- Records supplied
------------------------------------------------
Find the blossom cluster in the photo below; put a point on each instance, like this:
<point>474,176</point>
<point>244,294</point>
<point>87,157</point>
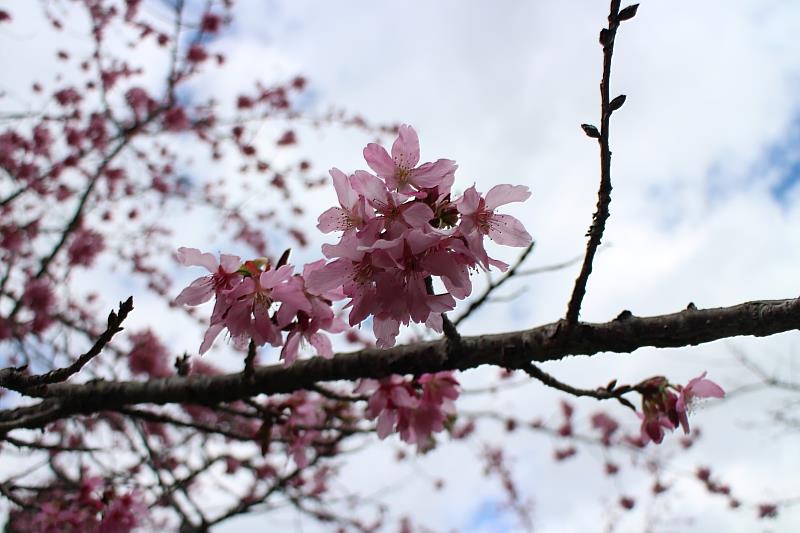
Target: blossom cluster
<point>415,409</point>
<point>667,406</point>
<point>94,507</point>
<point>401,227</point>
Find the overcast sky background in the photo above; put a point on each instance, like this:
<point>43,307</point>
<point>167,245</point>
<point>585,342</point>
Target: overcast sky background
<point>706,209</point>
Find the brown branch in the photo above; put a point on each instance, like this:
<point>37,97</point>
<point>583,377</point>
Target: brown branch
<point>508,350</point>
<point>599,393</point>
<point>15,379</point>
<point>595,234</point>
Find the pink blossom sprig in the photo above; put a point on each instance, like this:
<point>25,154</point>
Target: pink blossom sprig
<point>666,406</point>
<point>257,302</point>
<point>400,229</point>
<point>404,226</point>
<point>415,409</point>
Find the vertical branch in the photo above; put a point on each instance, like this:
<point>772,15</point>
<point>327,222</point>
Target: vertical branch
<point>608,106</point>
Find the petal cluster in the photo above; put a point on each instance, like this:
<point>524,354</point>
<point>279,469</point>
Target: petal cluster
<point>402,228</point>
<point>415,409</point>
<point>666,406</point>
<point>256,302</point>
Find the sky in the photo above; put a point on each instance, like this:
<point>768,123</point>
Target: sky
<point>705,208</point>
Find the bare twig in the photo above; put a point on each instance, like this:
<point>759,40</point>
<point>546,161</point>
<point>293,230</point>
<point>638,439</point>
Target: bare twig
<point>514,270</point>
<point>600,393</point>
<point>595,234</point>
<point>508,350</point>
<point>15,379</point>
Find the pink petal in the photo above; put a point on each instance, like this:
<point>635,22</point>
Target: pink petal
<point>385,330</point>
<point>386,422</point>
<point>344,191</point>
<point>405,150</point>
<point>334,219</point>
<point>417,215</point>
<point>289,350</point>
<point>330,276</point>
<point>705,388</point>
<point>271,278</point>
<point>507,230</point>
<point>504,194</point>
<point>322,344</point>
<point>432,175</point>
<point>230,263</point>
<point>379,160</point>
<point>211,334</point>
<point>194,257</point>
<point>199,291</point>
<point>370,187</point>
<point>469,203</point>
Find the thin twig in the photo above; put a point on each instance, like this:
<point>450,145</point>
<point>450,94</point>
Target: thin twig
<point>14,379</point>
<point>599,393</point>
<point>595,234</point>
<point>514,270</point>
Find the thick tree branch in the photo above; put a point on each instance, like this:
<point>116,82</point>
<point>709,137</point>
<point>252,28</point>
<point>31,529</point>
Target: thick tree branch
<point>550,342</point>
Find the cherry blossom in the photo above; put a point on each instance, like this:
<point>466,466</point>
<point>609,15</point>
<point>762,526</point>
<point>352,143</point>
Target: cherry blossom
<point>400,170</point>
<point>698,387</point>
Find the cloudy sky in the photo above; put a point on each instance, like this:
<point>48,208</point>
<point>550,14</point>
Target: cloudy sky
<point>706,207</point>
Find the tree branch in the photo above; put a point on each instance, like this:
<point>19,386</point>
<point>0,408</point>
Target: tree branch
<point>595,234</point>
<point>508,350</point>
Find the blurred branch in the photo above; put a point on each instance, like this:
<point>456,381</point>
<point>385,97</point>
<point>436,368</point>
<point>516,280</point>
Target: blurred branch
<point>514,270</point>
<point>608,106</point>
<point>508,350</point>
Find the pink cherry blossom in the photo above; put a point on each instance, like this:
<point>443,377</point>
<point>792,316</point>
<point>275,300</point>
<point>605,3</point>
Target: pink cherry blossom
<point>400,170</point>
<point>399,405</point>
<point>246,315</point>
<point>391,399</point>
<point>477,214</point>
<point>223,275</point>
<point>351,215</point>
<point>698,387</point>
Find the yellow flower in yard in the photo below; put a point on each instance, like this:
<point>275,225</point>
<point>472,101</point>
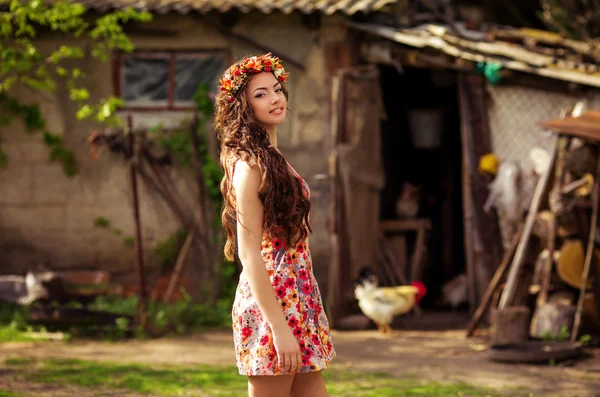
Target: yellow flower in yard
<point>488,163</point>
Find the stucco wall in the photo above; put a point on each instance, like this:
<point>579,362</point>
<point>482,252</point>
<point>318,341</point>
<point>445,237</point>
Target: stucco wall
<point>47,218</point>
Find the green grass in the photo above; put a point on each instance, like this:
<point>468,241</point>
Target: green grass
<point>9,394</point>
<point>224,381</point>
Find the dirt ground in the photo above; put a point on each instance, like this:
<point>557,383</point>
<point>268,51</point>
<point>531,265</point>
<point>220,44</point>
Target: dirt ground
<point>434,355</point>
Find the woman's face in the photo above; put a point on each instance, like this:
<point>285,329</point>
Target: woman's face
<point>265,96</point>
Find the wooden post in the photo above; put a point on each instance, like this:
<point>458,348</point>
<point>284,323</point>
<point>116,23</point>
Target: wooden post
<point>133,165</point>
<point>468,210</point>
<point>589,253</point>
<point>178,266</point>
<point>500,272</point>
<point>211,280</point>
<point>511,281</point>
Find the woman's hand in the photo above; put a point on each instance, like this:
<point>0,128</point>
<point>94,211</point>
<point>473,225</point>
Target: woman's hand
<point>288,350</point>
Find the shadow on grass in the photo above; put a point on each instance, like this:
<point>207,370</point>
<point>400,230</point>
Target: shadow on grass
<point>224,381</point>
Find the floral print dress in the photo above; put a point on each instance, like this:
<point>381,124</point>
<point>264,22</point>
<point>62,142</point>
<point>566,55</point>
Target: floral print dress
<point>290,271</point>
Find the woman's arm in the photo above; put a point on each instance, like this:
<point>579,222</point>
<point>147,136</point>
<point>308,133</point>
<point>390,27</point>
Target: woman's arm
<point>246,182</point>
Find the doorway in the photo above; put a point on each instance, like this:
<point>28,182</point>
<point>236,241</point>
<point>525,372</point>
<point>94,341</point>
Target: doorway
<point>421,155</point>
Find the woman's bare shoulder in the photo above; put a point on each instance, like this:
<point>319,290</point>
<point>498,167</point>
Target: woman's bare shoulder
<point>245,171</point>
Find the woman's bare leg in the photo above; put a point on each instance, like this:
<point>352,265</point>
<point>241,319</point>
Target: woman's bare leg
<point>270,386</point>
<point>309,384</point>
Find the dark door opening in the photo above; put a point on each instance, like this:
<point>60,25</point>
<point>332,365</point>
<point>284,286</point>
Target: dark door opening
<point>421,150</point>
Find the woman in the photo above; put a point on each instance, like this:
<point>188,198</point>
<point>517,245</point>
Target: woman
<point>279,324</point>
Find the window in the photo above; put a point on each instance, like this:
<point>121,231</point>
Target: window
<point>166,79</point>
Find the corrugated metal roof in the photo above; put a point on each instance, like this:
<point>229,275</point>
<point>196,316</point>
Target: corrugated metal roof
<point>326,7</point>
<point>525,50</point>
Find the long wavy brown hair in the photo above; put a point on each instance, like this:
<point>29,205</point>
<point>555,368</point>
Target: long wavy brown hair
<point>240,136</point>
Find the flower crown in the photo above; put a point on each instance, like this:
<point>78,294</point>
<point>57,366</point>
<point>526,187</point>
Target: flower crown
------------------------------------------------
- Goal of the exercise
Whenever a line in the preceding entries includes the word "below", count it, and state the total alone.

- Written response
2